TAREA REQUERIDA:
¿Cuántas líneas de las entradas contienen la cadena "window", distinguiendo entre mayúsculas y minúsculas? Responde solo con el número.

ENTRADAS PROPORCIONADAS:

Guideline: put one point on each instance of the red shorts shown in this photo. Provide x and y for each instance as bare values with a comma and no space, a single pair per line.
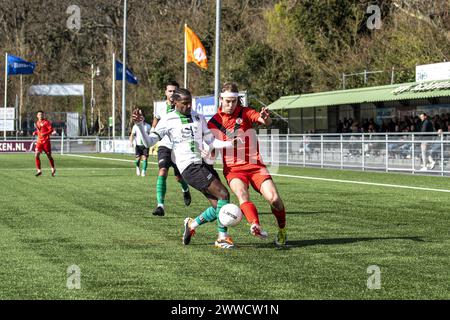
254,177
46,147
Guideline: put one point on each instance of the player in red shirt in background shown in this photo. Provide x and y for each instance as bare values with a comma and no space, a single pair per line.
243,166
43,130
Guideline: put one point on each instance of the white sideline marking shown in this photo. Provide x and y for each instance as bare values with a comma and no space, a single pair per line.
303,177
66,169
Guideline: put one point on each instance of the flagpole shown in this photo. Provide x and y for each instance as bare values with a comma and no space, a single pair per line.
20,103
6,94
114,98
185,57
124,67
217,62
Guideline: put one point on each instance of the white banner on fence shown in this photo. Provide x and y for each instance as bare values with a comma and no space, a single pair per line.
119,146
9,125
10,114
56,90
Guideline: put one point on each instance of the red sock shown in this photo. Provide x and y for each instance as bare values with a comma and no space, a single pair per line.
281,217
250,212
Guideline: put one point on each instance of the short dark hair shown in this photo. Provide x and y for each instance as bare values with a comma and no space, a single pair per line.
230,86
172,83
179,93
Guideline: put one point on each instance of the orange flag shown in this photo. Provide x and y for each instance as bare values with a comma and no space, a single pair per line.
195,51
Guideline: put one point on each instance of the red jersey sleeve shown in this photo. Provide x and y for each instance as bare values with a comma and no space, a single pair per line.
47,128
251,114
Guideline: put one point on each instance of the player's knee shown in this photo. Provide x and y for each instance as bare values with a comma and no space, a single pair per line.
163,172
278,204
224,194
275,200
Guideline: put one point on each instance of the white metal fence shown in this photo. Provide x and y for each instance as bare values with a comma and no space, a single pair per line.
377,151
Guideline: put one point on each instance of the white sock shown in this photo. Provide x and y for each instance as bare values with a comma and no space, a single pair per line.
194,224
223,235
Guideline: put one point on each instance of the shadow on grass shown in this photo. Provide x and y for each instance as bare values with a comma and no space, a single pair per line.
290,213
332,241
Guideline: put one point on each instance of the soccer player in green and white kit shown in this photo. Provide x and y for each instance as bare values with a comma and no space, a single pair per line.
165,159
190,136
140,150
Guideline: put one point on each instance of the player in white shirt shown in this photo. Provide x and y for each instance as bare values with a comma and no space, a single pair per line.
165,158
140,150
188,131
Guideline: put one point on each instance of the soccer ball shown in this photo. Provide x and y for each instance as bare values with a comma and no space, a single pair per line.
230,215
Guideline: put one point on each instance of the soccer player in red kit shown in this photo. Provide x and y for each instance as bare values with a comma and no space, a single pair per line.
43,130
243,166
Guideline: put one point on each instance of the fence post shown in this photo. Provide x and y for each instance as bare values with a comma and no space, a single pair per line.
62,142
271,149
387,153
413,156
362,153
442,154
287,149
97,144
321,151
342,153
304,151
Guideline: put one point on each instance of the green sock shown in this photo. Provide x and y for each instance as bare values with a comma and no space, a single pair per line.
207,216
220,204
184,185
161,189
144,167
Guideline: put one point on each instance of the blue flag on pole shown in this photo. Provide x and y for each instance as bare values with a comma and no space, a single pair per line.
17,65
131,78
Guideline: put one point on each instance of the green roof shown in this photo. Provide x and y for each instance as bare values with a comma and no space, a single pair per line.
365,95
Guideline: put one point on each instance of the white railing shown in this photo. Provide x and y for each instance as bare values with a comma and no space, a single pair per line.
377,151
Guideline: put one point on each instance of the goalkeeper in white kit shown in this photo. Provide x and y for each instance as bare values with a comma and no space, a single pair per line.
190,135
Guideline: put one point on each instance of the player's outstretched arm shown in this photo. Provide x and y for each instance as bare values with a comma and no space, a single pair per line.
264,117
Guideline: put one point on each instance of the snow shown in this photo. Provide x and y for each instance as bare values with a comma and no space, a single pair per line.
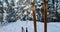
16,27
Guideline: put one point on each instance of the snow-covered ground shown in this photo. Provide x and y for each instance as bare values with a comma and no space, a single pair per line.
16,27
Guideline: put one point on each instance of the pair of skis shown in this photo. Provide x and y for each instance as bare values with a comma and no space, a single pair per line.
45,15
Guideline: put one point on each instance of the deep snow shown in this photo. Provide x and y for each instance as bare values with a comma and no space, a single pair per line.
16,27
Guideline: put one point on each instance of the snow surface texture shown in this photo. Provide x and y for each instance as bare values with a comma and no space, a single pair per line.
16,27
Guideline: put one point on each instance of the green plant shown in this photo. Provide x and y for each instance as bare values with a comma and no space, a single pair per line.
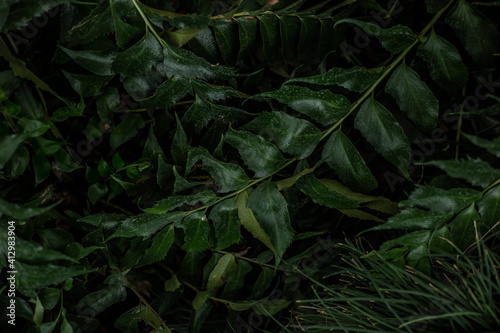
161,160
375,295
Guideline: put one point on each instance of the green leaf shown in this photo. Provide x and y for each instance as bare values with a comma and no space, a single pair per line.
433,6
23,212
469,23
226,223
197,116
180,144
271,211
247,33
33,128
126,130
184,63
259,155
197,230
8,146
87,85
413,97
444,63
98,62
492,146
462,227
219,274
440,200
98,301
475,171
489,208
226,36
41,168
356,79
174,201
382,130
96,192
168,93
343,157
270,34
248,220
140,58
322,194
323,106
229,177
159,247
291,135
414,218
394,39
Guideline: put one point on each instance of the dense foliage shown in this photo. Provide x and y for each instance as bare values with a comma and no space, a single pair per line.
191,166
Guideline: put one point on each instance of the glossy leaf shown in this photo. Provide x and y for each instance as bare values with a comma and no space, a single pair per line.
259,155
469,23
271,211
382,130
394,39
343,157
444,63
414,97
197,230
356,79
126,130
322,106
226,223
159,247
475,171
440,200
291,135
98,62
249,221
229,177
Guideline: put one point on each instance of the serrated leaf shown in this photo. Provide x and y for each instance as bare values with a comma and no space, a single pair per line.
343,157
197,230
159,247
356,79
291,135
229,177
444,63
413,97
180,144
226,223
475,171
247,33
440,200
322,106
394,39
462,227
489,208
184,63
414,218
174,201
126,130
248,220
217,276
322,194
492,146
98,62
382,130
477,33
140,58
259,155
271,210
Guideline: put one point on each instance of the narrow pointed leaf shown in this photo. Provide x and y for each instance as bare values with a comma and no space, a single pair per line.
322,106
382,130
343,157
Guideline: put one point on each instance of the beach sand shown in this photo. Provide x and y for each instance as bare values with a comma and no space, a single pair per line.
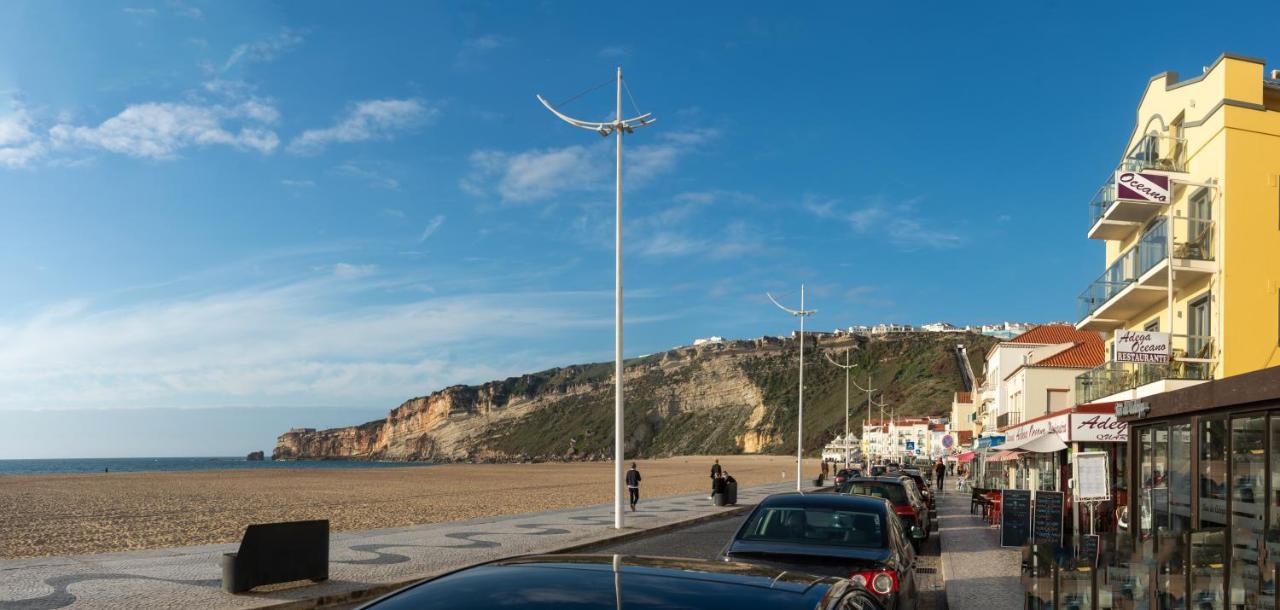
71,514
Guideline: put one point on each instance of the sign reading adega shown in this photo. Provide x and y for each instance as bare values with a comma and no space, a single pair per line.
1141,345
1136,186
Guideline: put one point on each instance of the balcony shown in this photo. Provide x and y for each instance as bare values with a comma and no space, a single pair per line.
1138,279
1112,218
1191,363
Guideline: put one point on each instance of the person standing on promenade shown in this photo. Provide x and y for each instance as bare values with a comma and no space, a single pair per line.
716,471
634,485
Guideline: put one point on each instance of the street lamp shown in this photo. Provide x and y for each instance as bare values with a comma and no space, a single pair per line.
801,313
848,367
618,125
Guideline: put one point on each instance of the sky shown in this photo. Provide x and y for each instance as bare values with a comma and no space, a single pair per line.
314,211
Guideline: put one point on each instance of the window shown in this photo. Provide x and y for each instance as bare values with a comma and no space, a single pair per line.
817,526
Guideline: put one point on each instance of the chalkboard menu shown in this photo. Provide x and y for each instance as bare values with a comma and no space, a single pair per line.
1015,517
1047,517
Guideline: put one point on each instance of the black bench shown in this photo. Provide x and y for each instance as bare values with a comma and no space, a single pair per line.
275,553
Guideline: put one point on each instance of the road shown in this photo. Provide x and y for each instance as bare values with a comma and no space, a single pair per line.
705,540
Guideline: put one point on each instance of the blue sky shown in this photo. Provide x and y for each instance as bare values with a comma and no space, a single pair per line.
306,205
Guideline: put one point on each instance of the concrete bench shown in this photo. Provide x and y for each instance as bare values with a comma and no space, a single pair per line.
275,553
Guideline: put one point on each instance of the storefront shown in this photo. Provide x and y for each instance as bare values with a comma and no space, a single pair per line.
1038,454
1206,509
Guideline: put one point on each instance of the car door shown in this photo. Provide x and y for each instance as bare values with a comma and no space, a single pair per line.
905,553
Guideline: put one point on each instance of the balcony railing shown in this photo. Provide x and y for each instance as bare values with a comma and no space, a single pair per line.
1193,239
1156,152
1114,377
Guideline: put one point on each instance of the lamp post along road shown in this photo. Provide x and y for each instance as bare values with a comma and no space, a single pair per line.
616,127
848,367
801,313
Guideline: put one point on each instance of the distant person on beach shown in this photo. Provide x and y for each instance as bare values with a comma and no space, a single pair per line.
716,472
634,485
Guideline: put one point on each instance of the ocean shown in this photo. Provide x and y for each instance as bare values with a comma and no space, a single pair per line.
173,464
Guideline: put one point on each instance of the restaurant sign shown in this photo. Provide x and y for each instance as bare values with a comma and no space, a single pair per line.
1136,186
1141,345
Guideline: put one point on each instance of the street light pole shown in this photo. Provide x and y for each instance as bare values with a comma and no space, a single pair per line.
848,367
616,127
801,313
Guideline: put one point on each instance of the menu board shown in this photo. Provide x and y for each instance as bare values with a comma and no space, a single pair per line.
1047,517
1015,517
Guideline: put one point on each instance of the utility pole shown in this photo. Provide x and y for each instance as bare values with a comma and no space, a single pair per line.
801,313
616,127
848,367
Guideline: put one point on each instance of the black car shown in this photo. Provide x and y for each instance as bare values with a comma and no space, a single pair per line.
854,537
906,500
595,582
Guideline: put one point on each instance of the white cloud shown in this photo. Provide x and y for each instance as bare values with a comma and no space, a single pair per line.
19,145
434,225
545,173
161,129
370,119
306,343
264,50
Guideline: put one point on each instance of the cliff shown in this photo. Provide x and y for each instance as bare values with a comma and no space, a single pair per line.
734,397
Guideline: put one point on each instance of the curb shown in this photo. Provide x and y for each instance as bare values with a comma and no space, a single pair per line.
373,592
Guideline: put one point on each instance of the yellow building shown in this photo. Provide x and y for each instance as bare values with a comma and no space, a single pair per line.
1191,219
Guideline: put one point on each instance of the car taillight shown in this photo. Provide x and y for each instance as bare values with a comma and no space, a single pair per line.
882,582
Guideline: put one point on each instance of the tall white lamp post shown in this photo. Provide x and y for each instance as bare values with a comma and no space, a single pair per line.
801,313
618,125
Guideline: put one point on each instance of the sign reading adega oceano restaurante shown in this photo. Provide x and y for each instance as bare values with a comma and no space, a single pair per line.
1141,345
1136,186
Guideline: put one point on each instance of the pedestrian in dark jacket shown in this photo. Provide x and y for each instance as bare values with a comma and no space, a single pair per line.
634,485
716,471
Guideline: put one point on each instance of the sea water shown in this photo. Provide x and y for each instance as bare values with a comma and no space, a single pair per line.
173,464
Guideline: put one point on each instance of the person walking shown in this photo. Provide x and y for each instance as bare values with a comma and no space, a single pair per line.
634,485
716,471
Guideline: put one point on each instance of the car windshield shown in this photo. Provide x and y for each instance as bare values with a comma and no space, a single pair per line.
816,526
895,494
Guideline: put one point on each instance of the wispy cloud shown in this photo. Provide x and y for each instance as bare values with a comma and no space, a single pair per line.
545,173
161,129
434,225
370,119
897,221
475,49
314,340
264,50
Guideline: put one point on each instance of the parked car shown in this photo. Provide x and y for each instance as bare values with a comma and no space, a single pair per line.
855,537
574,582
906,500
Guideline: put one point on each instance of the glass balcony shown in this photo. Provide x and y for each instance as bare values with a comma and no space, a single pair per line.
1144,266
1114,377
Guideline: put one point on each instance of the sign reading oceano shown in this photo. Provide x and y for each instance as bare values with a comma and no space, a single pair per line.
1136,186
1139,345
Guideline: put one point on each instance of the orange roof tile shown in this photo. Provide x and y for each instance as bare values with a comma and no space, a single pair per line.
1055,333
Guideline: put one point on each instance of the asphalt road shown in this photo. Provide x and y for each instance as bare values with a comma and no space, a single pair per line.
705,540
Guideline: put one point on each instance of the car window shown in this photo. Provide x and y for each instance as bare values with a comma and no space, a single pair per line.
895,494
816,526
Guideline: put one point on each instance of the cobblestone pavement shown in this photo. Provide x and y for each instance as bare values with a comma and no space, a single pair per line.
978,573
361,563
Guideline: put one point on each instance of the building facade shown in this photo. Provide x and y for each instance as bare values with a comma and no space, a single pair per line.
1189,220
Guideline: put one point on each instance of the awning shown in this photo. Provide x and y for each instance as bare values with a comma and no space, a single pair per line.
1045,443
1002,457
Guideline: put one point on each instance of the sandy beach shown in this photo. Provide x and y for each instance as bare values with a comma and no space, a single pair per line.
68,514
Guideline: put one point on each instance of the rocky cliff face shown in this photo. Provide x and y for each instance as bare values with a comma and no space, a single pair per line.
737,397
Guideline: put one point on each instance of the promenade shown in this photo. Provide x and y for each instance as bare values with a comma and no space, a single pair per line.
979,574
362,564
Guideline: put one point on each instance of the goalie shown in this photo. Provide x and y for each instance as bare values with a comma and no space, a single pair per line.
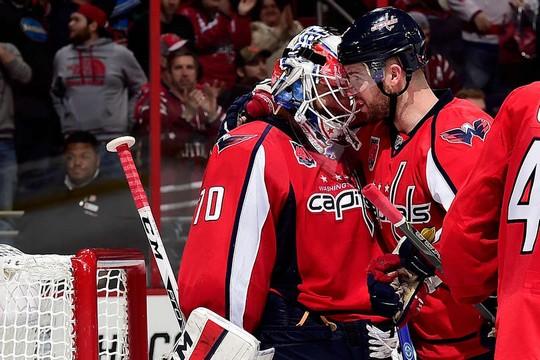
280,239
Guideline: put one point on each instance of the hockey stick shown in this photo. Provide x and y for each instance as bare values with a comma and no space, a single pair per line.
121,146
198,332
381,202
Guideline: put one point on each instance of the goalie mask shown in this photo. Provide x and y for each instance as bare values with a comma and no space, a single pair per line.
310,82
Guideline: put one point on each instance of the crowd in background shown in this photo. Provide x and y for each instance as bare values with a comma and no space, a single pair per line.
74,75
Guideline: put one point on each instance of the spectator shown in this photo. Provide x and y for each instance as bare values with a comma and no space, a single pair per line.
219,33
190,118
168,43
171,22
37,135
274,28
482,21
12,68
94,83
250,69
439,72
476,96
86,212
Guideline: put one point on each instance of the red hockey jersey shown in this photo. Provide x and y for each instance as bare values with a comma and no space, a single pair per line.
420,173
501,201
274,215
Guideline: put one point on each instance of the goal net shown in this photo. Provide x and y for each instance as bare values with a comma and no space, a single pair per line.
88,306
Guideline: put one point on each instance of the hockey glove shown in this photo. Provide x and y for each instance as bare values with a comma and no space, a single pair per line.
414,261
382,272
393,291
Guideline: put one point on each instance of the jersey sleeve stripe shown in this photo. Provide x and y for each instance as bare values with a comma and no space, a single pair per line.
434,158
441,191
253,216
246,211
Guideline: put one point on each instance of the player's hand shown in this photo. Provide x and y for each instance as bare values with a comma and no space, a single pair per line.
261,103
414,261
382,272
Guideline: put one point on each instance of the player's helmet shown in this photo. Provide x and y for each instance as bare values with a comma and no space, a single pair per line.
381,34
310,82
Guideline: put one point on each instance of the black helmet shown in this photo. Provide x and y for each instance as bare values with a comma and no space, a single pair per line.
381,34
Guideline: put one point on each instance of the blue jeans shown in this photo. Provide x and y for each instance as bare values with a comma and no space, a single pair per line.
8,183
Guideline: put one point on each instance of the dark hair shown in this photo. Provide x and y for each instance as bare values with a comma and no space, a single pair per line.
80,136
185,52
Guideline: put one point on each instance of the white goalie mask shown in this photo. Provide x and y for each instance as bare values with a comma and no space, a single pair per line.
310,82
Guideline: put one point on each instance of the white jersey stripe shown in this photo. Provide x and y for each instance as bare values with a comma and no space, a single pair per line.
255,209
439,188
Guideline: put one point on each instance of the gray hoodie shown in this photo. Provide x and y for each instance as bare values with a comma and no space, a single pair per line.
15,70
94,88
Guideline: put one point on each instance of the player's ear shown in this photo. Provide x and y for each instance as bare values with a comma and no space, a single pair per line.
394,75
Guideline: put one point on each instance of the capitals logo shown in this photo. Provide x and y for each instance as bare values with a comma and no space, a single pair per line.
467,132
302,156
229,140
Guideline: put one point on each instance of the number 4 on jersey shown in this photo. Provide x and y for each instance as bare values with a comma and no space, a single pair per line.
524,205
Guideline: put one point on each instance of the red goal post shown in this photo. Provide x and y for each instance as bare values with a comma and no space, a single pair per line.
88,306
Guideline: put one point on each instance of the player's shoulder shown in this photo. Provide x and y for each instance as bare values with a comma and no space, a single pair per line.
250,136
524,95
461,123
460,111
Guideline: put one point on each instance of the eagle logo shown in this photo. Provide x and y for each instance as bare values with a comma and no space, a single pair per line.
467,132
229,140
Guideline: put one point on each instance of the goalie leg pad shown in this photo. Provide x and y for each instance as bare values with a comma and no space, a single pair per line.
209,336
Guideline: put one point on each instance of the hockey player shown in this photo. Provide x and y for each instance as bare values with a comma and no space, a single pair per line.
490,232
280,240
419,156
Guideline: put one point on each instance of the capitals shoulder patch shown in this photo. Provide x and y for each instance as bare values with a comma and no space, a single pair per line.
467,132
302,156
229,140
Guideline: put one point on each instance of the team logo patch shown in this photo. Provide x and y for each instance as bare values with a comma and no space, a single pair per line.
373,152
302,156
466,133
229,140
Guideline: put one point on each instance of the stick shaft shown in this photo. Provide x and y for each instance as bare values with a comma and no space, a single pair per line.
150,229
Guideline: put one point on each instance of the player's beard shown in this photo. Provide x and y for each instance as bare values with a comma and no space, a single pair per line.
374,111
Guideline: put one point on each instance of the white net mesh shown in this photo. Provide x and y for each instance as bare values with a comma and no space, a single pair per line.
112,310
36,312
37,316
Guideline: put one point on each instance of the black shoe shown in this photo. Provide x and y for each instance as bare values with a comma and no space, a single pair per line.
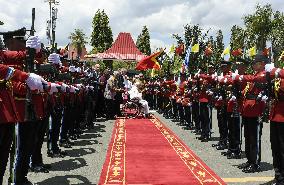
252,168
244,165
206,139
226,153
39,169
234,156
65,145
200,138
221,147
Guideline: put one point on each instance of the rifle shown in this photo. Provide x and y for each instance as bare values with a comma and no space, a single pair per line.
29,68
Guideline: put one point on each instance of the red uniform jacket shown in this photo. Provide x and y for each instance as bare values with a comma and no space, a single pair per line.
252,107
8,111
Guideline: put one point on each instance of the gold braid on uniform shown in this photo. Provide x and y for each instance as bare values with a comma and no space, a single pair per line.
277,87
246,88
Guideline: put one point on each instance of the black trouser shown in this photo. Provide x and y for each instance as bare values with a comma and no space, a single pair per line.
195,115
174,108
54,130
41,128
6,135
204,119
223,124
187,115
24,147
117,101
252,133
110,108
277,147
180,111
67,123
234,126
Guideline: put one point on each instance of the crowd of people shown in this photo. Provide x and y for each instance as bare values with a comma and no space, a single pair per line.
59,105
242,100
37,105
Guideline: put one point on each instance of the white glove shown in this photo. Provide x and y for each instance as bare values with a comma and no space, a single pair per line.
78,70
219,78
277,72
79,86
72,69
234,75
226,79
53,88
33,42
264,98
210,93
269,67
259,96
233,98
213,76
72,89
35,82
54,58
63,87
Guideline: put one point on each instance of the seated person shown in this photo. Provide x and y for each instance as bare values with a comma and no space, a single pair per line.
135,94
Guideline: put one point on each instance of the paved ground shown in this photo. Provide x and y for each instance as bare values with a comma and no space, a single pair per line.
85,160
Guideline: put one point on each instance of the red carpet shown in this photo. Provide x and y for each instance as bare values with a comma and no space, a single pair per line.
145,151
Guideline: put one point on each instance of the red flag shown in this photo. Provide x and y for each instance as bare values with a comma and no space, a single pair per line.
266,51
208,51
180,49
149,62
237,52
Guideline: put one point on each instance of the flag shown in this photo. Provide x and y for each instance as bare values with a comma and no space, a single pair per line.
252,51
237,52
149,62
152,73
172,49
266,52
187,56
282,56
208,51
180,49
195,48
226,51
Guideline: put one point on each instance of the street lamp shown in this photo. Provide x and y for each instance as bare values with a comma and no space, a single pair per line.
51,23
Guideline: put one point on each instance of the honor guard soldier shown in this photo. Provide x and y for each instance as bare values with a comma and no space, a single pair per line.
252,110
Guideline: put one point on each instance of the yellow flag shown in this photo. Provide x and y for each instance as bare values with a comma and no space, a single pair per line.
172,49
152,73
252,51
226,51
195,48
282,56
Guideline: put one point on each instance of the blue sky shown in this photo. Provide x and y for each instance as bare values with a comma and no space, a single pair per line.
163,18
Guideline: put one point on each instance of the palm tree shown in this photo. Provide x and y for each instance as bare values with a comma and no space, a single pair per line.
78,40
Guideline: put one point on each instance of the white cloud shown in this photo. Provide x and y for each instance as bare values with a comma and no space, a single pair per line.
163,18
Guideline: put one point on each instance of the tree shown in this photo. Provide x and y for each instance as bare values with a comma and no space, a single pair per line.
277,35
260,24
218,46
1,44
101,38
237,37
143,41
78,40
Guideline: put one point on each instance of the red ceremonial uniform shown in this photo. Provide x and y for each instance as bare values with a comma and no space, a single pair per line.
252,107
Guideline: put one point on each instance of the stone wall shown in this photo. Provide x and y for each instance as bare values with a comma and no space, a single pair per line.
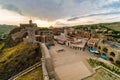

LA RESPUESTA:
2